◆ Work instructions: Please output the listing exactly as it stands, but omit any images.

------ Dataset

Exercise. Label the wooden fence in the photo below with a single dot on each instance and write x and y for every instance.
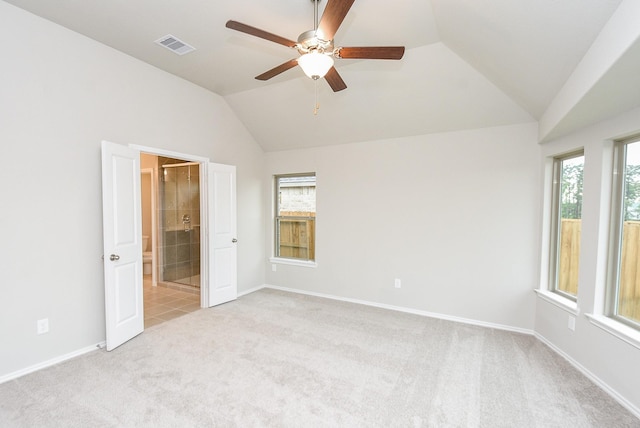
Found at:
(629, 298)
(297, 236)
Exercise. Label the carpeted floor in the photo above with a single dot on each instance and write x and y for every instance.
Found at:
(276, 359)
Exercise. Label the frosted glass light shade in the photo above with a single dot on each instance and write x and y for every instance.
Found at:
(315, 65)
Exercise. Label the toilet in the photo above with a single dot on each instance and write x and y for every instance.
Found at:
(147, 256)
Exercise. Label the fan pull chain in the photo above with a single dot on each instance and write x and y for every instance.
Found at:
(316, 104)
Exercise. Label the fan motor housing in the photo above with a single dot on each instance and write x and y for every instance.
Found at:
(309, 41)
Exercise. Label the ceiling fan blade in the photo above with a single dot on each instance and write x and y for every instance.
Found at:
(373, 52)
(277, 70)
(248, 29)
(334, 80)
(332, 17)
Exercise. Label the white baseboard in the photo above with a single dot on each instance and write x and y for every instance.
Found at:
(595, 379)
(51, 362)
(403, 309)
(251, 290)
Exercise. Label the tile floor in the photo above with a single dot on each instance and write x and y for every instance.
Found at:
(163, 304)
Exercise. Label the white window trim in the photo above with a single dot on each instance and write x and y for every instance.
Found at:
(558, 300)
(621, 331)
(293, 262)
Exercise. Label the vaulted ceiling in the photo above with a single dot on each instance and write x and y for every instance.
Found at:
(468, 64)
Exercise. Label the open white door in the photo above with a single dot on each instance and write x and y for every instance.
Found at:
(122, 231)
(222, 234)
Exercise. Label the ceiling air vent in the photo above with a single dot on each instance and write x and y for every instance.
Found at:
(175, 45)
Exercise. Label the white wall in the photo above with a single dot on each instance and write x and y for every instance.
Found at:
(60, 95)
(453, 215)
(610, 361)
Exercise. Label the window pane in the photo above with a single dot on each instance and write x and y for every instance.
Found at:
(570, 224)
(295, 216)
(628, 295)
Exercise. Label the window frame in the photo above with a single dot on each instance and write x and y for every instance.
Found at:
(277, 258)
(619, 171)
(555, 228)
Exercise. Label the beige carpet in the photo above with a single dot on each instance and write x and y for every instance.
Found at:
(276, 359)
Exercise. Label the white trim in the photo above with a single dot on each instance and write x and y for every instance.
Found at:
(618, 329)
(293, 262)
(559, 301)
(168, 153)
(251, 290)
(51, 362)
(403, 309)
(595, 379)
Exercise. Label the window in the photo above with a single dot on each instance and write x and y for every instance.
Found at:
(624, 289)
(295, 216)
(566, 224)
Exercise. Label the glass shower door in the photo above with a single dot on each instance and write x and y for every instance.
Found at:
(180, 224)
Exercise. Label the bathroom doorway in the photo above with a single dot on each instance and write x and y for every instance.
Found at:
(172, 256)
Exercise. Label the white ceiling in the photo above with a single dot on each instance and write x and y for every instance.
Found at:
(468, 64)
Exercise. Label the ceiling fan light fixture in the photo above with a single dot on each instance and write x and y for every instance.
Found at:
(315, 64)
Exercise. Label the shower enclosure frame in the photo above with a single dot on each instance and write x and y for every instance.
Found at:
(190, 221)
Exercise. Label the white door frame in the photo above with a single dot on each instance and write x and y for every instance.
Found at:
(204, 211)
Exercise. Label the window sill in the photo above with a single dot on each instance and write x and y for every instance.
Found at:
(619, 330)
(559, 301)
(293, 262)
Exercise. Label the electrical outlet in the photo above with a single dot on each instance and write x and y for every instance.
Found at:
(43, 326)
(572, 323)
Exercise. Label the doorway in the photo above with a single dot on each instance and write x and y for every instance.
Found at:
(122, 236)
(171, 215)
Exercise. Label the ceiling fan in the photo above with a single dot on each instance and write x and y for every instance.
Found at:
(316, 46)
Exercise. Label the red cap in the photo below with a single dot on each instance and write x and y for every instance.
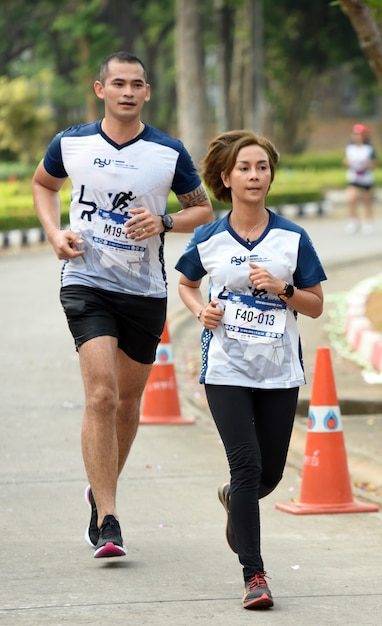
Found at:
(360, 129)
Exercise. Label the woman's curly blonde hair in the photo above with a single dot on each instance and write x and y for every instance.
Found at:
(222, 156)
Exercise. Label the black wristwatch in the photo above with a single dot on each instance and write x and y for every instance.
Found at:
(167, 222)
(287, 293)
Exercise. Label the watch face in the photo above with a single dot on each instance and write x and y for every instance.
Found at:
(289, 291)
(168, 222)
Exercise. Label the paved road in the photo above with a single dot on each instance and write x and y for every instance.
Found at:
(324, 569)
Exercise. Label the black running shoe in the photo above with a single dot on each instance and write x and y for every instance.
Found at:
(92, 531)
(257, 594)
(110, 542)
(224, 495)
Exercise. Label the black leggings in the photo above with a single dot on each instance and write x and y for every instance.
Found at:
(255, 426)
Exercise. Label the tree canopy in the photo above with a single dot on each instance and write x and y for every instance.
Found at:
(251, 57)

------------

◆ Solution for this exercise:
Exercise. Label the wooden fence in the photo below with a single dot on each instance and write x and y for every instance.
Found at:
(629, 298)
(297, 236)
Exercise. Label the carpeted floor in the photo above with a single dot on each instance and write x and y for every instance.
Found at:
(276, 359)
Exercise. Label the frosted glass light shade in the photo above with a single dot on each instance and write x and y for every instance.
Found at:
(315, 65)
Exercise. Label the toilet in the photo above with a single dot on each instance and write x and y for every instance.
Found at:
(147, 256)
Exercise. Label the fan pull chain in the photo above with a single dot on each instance and write x and y for every instance.
Found at:
(316, 104)
Exercise. Label the fan motor housing in the photo above with a single dot on each instance and write x and y for every instance.
Found at:
(309, 41)
Exercise. Label the ceiling fan blade in the photo above with a single dot on each instance and write x and y for every instance.
Found at:
(373, 52)
(277, 70)
(248, 29)
(334, 80)
(332, 17)
Exercise. Label the white baseboard in the photo above with a single dot on each instance and write x and y for every instance.
Found at:
(595, 379)
(51, 362)
(403, 309)
(251, 290)
Exercise. Label the tile floor in the photo above with a single dot on each instance and write x and y for every instance.
Found at:
(163, 304)
Exercise. Label the white window trim in the photo above with a single dot on each instance and write x and y for every instance.
Found at:
(558, 300)
(621, 331)
(293, 262)
Exercise. Label the vaulted ceiling in the photo above with a single dot on each instance and write x and y for every instance.
Found at:
(468, 64)
Exercise. Label the open white door in the photo above with a single dot on each instance and write x and y for every instance.
Found at:
(122, 231)
(222, 234)
Exercise. Label the ceiling air vent in the photo above with a single dot on each instance and write x and y for every instance.
Found at:
(175, 45)
Exercise. Label the white wall in the photo above with a single dot on each instance and write x and y for every instance.
Found at:
(60, 95)
(453, 215)
(610, 361)
Exercise. Label the window pane in the photo above with a single dot on each instance and write x and y for every instance.
Found at:
(570, 224)
(295, 216)
(628, 295)
Exercise. Label the window frame in the photo above with a single dot on each instance and write x and y for every instance.
Found at:
(277, 258)
(619, 171)
(555, 228)
Exercise. Label the beige carpet in the photo above with a single dot on each instance and write x and y for every instance.
Found at:
(276, 359)
Exercise. Label the white trim in the photo above with a single dot on each instance and write x and y for every instance.
Found at:
(618, 329)
(293, 262)
(559, 301)
(168, 153)
(251, 290)
(51, 362)
(403, 309)
(595, 379)
Exercise. Label the window in the photo above with a single dot on each instance and write x and y for every instance.
Found at:
(624, 289)
(295, 216)
(566, 224)
Exercise. Label the glass shower door in the photo above with a single dot on each instance and write x and y for every instance.
Found at:
(180, 224)
Exercise. Label the bathroom doorway in the photo above with a single dot on each instance and write x and y for every instance.
Found at:
(172, 256)
Exercise. Label the white ceiling in the photo above with a single dot on each instance and write x and y for every instance.
Found at:
(468, 64)
Exercise. Label the ceiling fan light fixture in the photo above with a single dot on each instance and write x and y for every instance.
Found at:
(315, 64)
Exercise. Label the shower enclosure frame in the photo above with a single dot on each instance and write x and y for every instance.
Found at:
(190, 221)
Exercise. Label the white door frame in the photo above with a single dot on each instance and write x and y for every instance.
Found at:
(204, 211)
Exercise. Label the window sill in the photo above with a single dot on each instance and write x and y for every instance.
Found at:
(619, 330)
(559, 301)
(293, 262)
Exercise. Label the electrical outlet in the photo above with a single dot on each instance and write x and y for every instance.
Found at:
(43, 326)
(572, 323)
Exercise. Label the doorway in the photo above with a single dot on each instance and write x and y for every instance.
Found at:
(122, 236)
(171, 215)
Exercise. Label the ceiling fan in the photo above with a single dot on each instance and write x and y for every instance.
Found at:
(316, 46)
Exercise. Label the red cap in the photo below with a single dot on each instance and write x and y for every instance.
Found at:
(360, 129)
Exercise. Label the woman's curly blonde hair in the photo above with a single dot on each instance and write x and y for every instance.
Found at:
(222, 156)
Exercise. Label the black wristwatch in the photo above with a single dot on each instance and write x and y for every instance.
Found at:
(167, 222)
(287, 293)
Exercise. Label the watch face in the photo above with a single dot on each instance and write x and y for every instance.
Found at:
(289, 291)
(168, 222)
Exercise. Label the paved road in the photo above with a single dot on each instance and write x and y for every instance.
Found at:
(324, 569)
Exercise. Label the black running shoe in the photo above with a single dot on each instance and write x and y for every instance.
Found at:
(92, 531)
(257, 594)
(110, 542)
(224, 495)
Exercise. Label the black leggings in the photo above with a single dot on each instance and write x and y for every instance.
Found at:
(255, 426)
Exercise. Label the tree canopy in the photo above with a single dot on each instance and write x and y for every instance.
Found at:
(251, 57)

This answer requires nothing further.